▶ EXERCISE REQUIREMENTS
Set every entry down again exactly, omitting none.
[Opening THE RECORDS section]
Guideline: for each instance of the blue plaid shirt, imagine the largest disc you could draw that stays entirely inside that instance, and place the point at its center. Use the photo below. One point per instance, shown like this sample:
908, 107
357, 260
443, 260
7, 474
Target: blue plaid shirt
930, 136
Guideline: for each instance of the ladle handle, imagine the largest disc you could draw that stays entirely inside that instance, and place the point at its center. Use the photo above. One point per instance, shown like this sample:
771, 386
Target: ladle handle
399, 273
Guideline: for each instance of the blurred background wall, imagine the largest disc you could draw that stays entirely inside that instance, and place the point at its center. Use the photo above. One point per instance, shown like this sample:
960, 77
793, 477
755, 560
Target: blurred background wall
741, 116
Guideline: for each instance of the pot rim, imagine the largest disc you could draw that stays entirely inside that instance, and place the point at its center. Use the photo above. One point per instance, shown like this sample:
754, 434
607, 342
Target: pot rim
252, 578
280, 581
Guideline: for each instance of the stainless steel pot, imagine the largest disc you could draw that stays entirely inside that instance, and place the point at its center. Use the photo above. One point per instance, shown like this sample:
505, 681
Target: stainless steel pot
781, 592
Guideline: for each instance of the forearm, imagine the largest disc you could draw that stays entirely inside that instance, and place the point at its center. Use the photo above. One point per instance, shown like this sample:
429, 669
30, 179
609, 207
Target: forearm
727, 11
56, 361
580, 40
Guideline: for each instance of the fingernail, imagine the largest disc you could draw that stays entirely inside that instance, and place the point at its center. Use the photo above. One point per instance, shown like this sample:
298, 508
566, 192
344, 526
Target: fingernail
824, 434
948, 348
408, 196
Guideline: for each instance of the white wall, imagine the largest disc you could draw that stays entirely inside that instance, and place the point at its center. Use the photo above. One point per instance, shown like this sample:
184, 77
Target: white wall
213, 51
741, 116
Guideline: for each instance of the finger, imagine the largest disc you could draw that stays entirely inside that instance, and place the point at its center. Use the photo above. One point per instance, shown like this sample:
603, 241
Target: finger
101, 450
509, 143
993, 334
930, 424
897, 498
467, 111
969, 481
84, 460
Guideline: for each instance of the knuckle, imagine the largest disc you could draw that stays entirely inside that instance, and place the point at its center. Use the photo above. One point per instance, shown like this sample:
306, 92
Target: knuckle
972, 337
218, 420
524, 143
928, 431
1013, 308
[Closing THE RECORDS section]
▶ TASK ANSWER
Guideline: for each instance of the blue plaid shirt, imagine the largest disc you could draw that stays entirely inside that instance, and place the point at its center. Use the photo below. One point per instance, shown like this sample:
908, 107
357, 260
443, 260
7, 474
Target: blue plaid shirt
930, 136
Guideline: for each instance of the ladle handle, imagine the largest disc you could draw that stays entirely inside that instance, and place the point at its center. Use the photo above. One point per instance, shown like this sample:
771, 386
Target: ladle handle
399, 273
Guideline: for each instance of the blurred background wall, imagine the largest disc you could draw that stays entirely inside that instance, and place the point at its center. Use the photo above. One point per instance, shown like this sample:
960, 77
793, 477
755, 560
Target: blurred background wall
741, 116
Guideline: for each instance of the pot rim, imagine the largest disc you could draw that stays entirely inside that instance, and place the point at its center. Use the photo above. One point per instance, shown like this sample:
754, 434
607, 342
Target: pot rim
252, 578
280, 581
Guideline: for each instance of the stainless steel pot, imagine the largest disc you could draw that stays entirely inside that instance, and place the point at its center. Use the photo above. One point per instance, shown like this sample:
505, 681
Target: stainless steel pot
781, 592
Guideline: for each instance of the forearm, imagine the largest disc you could draw that stays entirely inside that instance, and place the point at its center. Use the photo above. One point per instance, shown like this sample:
429, 669
30, 179
609, 207
Target: forearm
727, 11
56, 361
580, 40
Guideline: for each instance of the fingernail, imagine the largest disc you could draw that stays entirely inside that instance, and place the point at its center. Use the photo above. One point per instance, shown like this sample:
298, 508
566, 192
344, 526
Target: fingernail
824, 434
948, 348
408, 196
Guideline: for each instance of the white wall, imagine the largest disc you could draw that stays entirely inside that instance, and place the point at its center. Use the photo above. One point per instance, shown like this sample:
184, 77
Target: white wall
213, 51
741, 116
Guideline: for each instance of the finger, imagine the largest disc you could draw that stays entirely inside that instance, and place the point at its center. Use the photo above. One point per instance, shown like this sample:
603, 241
Target: finger
101, 450
509, 143
993, 334
930, 424
897, 498
467, 111
969, 481
84, 460
Guideline: for each instance of the knuckle, imagine the largest disc you could draw that stays entirely inside that instance, and place the point at its center. Use the photo above. One point per instance, shown like this sample:
306, 92
Target: knuckle
972, 337
218, 420
524, 143
928, 431
1013, 308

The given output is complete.